Extract every line in the items below that contains the word "nose".

### DATA FOR PROCESSING ###

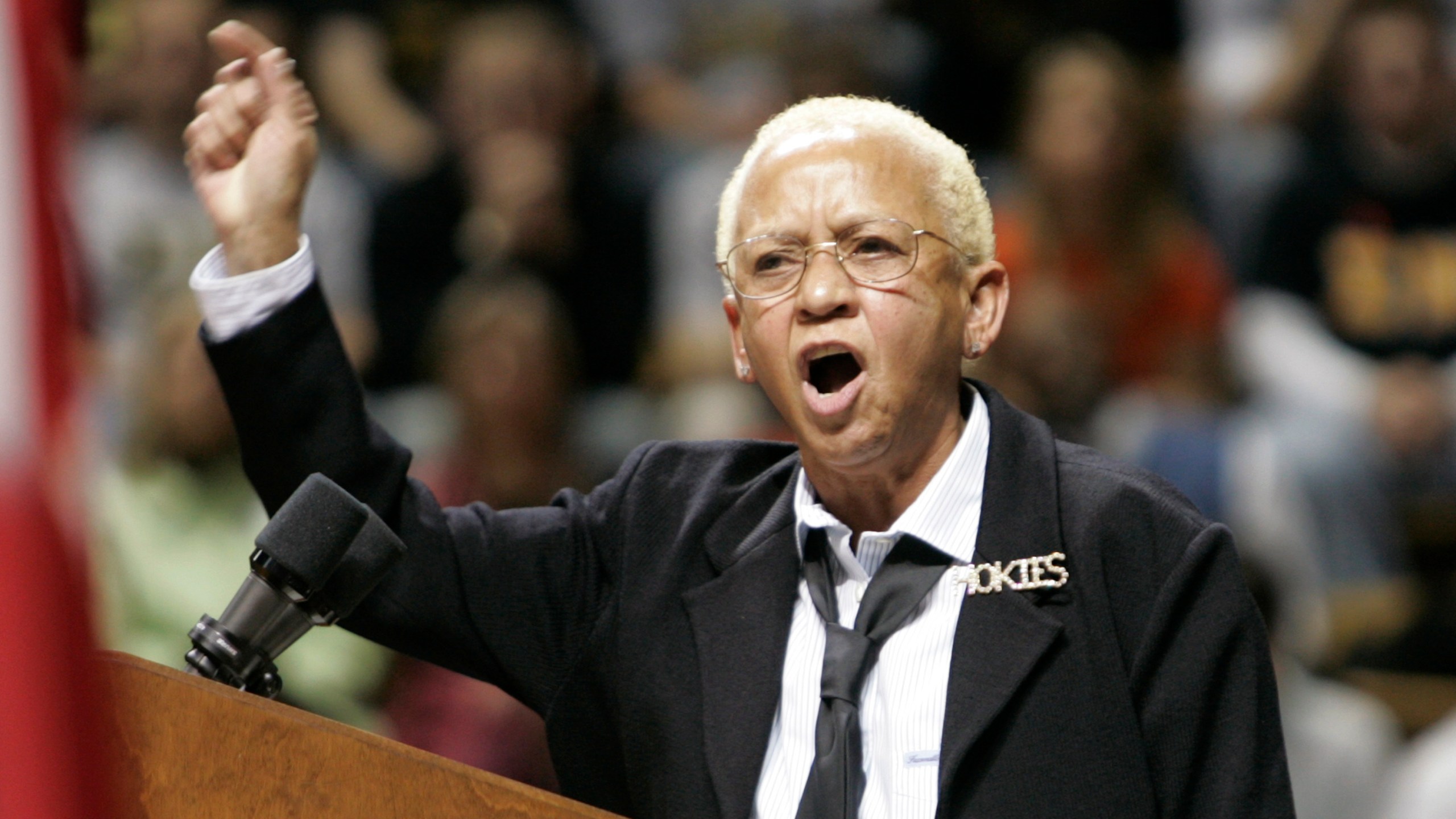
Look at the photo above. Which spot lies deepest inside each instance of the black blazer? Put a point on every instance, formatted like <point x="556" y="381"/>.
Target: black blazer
<point x="648" y="620"/>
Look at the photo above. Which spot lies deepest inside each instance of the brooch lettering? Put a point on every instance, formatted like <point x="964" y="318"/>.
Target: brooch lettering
<point x="1018" y="574"/>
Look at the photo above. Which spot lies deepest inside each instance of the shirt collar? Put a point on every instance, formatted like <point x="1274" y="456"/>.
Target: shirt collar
<point x="945" y="515"/>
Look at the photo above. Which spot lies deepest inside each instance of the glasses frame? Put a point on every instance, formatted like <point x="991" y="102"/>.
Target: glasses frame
<point x="839" y="257"/>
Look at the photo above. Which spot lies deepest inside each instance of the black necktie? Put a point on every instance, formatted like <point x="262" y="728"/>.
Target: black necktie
<point x="838" y="779"/>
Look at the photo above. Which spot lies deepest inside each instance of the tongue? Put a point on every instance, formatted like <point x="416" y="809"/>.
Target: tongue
<point x="830" y="374"/>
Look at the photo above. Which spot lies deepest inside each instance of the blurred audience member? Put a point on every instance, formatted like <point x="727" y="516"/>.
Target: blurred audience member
<point x="501" y="353"/>
<point x="1349" y="333"/>
<point x="1428" y="643"/>
<point x="518" y="181"/>
<point x="1421" y="784"/>
<point x="1338" y="741"/>
<point x="1116" y="286"/>
<point x="175" y="519"/>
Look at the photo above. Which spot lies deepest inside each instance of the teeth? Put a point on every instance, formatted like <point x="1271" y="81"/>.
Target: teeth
<point x="830" y="350"/>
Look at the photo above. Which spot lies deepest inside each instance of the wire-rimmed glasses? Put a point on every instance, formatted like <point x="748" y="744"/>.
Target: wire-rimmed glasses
<point x="871" y="253"/>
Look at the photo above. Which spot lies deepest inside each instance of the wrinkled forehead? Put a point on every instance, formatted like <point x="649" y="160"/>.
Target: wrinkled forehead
<point x="833" y="177"/>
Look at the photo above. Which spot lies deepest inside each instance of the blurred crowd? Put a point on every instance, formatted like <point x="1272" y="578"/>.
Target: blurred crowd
<point x="1231" y="231"/>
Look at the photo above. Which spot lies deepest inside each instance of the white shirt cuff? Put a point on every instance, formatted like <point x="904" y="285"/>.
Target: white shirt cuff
<point x="233" y="304"/>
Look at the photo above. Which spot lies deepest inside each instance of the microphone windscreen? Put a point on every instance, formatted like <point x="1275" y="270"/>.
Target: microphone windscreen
<point x="375" y="551"/>
<point x="312" y="531"/>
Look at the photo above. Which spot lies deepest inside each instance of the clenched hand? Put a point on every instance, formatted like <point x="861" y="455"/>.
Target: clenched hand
<point x="251" y="149"/>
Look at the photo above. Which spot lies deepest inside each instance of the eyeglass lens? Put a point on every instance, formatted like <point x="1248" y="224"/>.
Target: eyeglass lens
<point x="871" y="253"/>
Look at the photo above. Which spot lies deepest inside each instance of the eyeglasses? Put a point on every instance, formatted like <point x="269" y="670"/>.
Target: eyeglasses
<point x="871" y="253"/>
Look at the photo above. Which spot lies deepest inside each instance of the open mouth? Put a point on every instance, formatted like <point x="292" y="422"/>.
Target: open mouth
<point x="830" y="369"/>
<point x="830" y="374"/>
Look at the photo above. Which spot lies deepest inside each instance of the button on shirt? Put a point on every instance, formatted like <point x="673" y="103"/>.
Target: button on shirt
<point x="903" y="701"/>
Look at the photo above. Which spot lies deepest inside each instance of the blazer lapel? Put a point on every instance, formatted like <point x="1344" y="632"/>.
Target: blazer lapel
<point x="1001" y="637"/>
<point x="742" y="630"/>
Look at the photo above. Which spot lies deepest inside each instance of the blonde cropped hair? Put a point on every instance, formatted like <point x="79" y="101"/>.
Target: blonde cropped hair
<point x="953" y="185"/>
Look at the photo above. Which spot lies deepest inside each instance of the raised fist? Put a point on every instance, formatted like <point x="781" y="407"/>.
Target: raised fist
<point x="251" y="149"/>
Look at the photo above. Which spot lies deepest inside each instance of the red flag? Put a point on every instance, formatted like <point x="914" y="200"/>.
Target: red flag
<point x="53" y="719"/>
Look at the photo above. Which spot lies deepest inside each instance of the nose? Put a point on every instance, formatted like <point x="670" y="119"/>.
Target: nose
<point x="826" y="291"/>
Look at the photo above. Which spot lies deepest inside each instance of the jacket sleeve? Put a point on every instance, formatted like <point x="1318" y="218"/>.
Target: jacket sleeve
<point x="1205" y="688"/>
<point x="506" y="597"/>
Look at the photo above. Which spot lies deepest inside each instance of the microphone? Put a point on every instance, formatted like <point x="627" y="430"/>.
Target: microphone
<point x="316" y="560"/>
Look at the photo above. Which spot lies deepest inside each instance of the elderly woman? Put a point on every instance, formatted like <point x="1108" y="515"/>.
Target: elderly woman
<point x="928" y="607"/>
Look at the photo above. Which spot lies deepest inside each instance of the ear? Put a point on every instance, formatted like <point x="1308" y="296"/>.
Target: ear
<point x="742" y="366"/>
<point x="986" y="309"/>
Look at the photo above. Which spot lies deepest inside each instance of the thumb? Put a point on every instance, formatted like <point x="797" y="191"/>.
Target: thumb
<point x="283" y="91"/>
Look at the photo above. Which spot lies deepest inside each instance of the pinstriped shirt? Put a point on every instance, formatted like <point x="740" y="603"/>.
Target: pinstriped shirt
<point x="903" y="701"/>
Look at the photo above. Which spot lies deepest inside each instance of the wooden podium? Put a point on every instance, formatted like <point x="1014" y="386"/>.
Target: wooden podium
<point x="190" y="748"/>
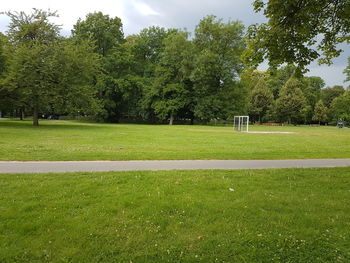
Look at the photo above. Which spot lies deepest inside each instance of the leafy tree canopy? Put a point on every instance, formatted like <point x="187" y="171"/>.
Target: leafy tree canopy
<point x="294" y="27"/>
<point x="105" y="31"/>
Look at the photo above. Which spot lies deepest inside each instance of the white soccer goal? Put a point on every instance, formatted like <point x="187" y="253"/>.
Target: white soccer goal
<point x="241" y="123"/>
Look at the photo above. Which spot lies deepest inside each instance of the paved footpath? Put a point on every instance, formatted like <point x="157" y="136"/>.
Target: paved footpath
<point x="99" y="166"/>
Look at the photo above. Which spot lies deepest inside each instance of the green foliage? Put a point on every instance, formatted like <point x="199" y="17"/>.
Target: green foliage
<point x="340" y="107"/>
<point x="217" y="65"/>
<point x="320" y="112"/>
<point x="294" y="27"/>
<point x="104" y="31"/>
<point x="329" y="94"/>
<point x="347" y="70"/>
<point x="48" y="73"/>
<point x="172" y="88"/>
<point x="261" y="99"/>
<point x="291" y="104"/>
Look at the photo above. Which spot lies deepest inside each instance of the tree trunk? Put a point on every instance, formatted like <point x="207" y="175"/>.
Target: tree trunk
<point x="35" y="116"/>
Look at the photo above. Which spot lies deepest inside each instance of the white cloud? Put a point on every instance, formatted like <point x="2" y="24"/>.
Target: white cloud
<point x="144" y="9"/>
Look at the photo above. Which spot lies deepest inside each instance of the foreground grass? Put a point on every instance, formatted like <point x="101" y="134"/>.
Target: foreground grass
<point x="67" y="140"/>
<point x="287" y="215"/>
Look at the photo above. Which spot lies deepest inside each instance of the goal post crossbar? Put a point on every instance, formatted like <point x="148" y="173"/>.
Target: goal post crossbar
<point x="241" y="123"/>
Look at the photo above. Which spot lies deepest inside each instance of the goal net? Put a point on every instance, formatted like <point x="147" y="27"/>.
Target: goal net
<point x="241" y="123"/>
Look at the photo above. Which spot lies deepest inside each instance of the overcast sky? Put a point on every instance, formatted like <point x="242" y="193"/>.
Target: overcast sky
<point x="138" y="14"/>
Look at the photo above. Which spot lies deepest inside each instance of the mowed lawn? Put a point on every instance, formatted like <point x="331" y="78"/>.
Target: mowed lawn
<point x="68" y="140"/>
<point x="286" y="215"/>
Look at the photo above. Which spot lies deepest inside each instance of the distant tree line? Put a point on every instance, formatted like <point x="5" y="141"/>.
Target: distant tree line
<point x="158" y="76"/>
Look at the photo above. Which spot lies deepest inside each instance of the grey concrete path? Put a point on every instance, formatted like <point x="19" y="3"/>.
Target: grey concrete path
<point x="98" y="166"/>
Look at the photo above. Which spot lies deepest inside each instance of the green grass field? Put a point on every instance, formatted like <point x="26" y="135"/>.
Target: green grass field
<point x="68" y="140"/>
<point x="287" y="215"/>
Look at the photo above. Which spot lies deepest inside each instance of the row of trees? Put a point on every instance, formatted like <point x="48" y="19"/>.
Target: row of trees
<point x="158" y="75"/>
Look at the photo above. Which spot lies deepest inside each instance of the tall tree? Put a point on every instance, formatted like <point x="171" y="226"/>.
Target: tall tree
<point x="261" y="99"/>
<point x="329" y="94"/>
<point x="106" y="32"/>
<point x="217" y="66"/>
<point x="340" y="107"/>
<point x="294" y="27"/>
<point x="291" y="104"/>
<point x="33" y="36"/>
<point x="347" y="70"/>
<point x="172" y="88"/>
<point x="49" y="72"/>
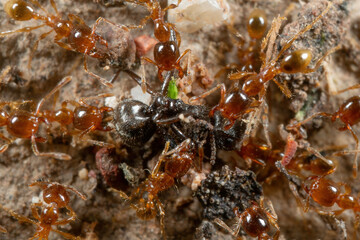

###

§ **FINISHED ANSWER**:
Look at the photo above. Which spot lies deepest inside each instance of the nose? Put a point on every instance, formatted like <point x="670" y="119"/>.
Target: nose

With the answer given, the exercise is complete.